#### WHAT YOU WILL DO:
a) Translate this sentence from the forest text into Spanish: "Our conifer trees offer protection in winter and provide nesting and resting opportunities for migratory birds such as warblers."
b) Reproduce every line of the listing that follows the forest text, without changing anything, and leave out the pictures.

#### TEXT SECTION:
▬▬▬

Sunday 29 March 2015

There's a hole in our forest leading to wonder...

There's a hole in our forest that acts as a doorway to a wonderful canopy of trees, birds and wildlife.
Typical of this part of Hastings County, the landscape has been heavily shaped by glaciation. It combines rolling rock outcrops of the Pre-Cambrian Shield and the more gently-sloped Limestone plain. The diversity of our intact forest landscape is maintained by allowing natural succession to determine species mixture. This is the most effective way of ensuring plant diversity, and thus wildlife habitat. Abiding by Nature time of course, not necessarily human time.

Mature deciduous trees are abundant on the property, and include Red and White Oaks, Sugar Maples, American Beech, Basswood, Hickory, Ironwood and Silver Birch. The endangered Butternut tree is also prevalent.
Our conifer trees offer protection in winter and provide nesting and resting opportunities for migratory birds such as warblers. The super canopy trees that tower above the forest are important to our raptor population of hawks and owls. They also provide roosting trees for our Wild Turkeys. Forest plants abound, including lady-slippers, trillium, violets, jack-in-the-pulpits, and the rare walking fern indicative of areas of undisturbed woodlands.

In spring, we love to go for walks in our forest. The smells and sounds of the earth regenerating itself after long, winter months of hibernation is especially invigorating. When one spends considerable time in a dense forest, you become aware that you are
but a microdot within a deep and mysterious life support system. Studies on Forest Bathing, a term coined by the Japanese, have shown that a leisurely stroll through green spaces lowers the pulse and blood pressure - certainly key determinants of human health.

How trees and plants communicate has also captured scientific attention. A study on how microscopic fungi colonize the root system of a host plant to create a mutually beneficial relationship was first published in the journal Nature. It was also reported in the National Geographic magazine honouring the 2011 United Nations 'Year of the Forest'. Professor Suzanne Simard, a forest ecologist from the University of British Columbia, discovered an underground web of fungi that connects trees and plants together. Called the mycorrhizal network, these networks exist all over the world in all eco-systems. The fungi form microscopic conduits or highways beneath the soil, providing inter-plant linkages for the transfer and distribution of nutrients.

▬▬▬

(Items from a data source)

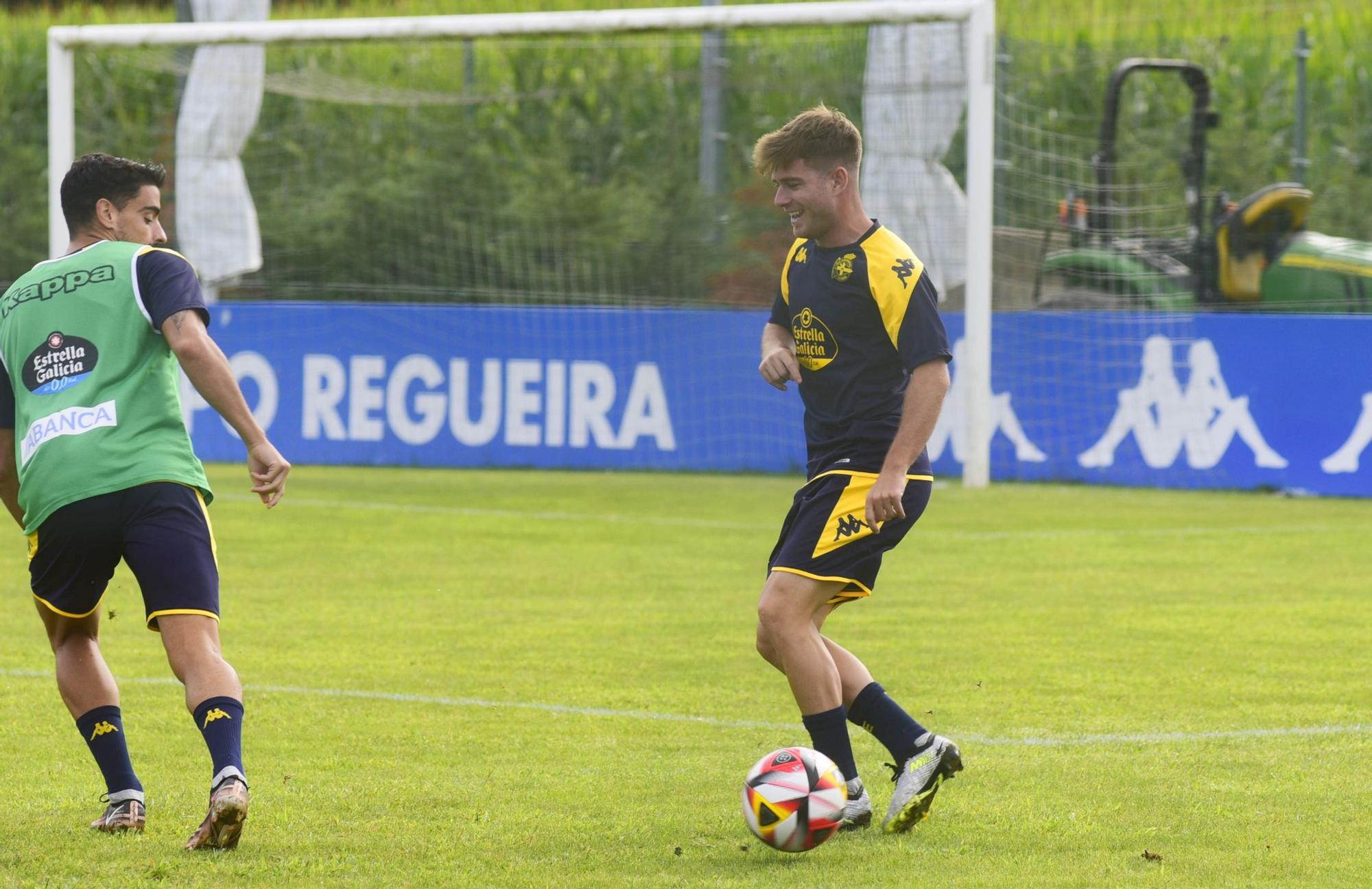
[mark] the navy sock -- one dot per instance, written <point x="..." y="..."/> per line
<point x="829" y="736"/>
<point x="104" y="732"/>
<point x="220" y="721"/>
<point x="875" y="711"/>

▬▬▬

#### RESPONSES TO THE TASKS:
a) Nuestros árboles coníferos ofrecen protección en invierno y brindan oportunidades de anidación y descanso a las aves migratorias, como las reinitas.

b)
[mark] the navy sock -- one dot per instance, written <point x="..." y="..."/> per line
<point x="829" y="736"/>
<point x="104" y="732"/>
<point x="220" y="721"/>
<point x="875" y="711"/>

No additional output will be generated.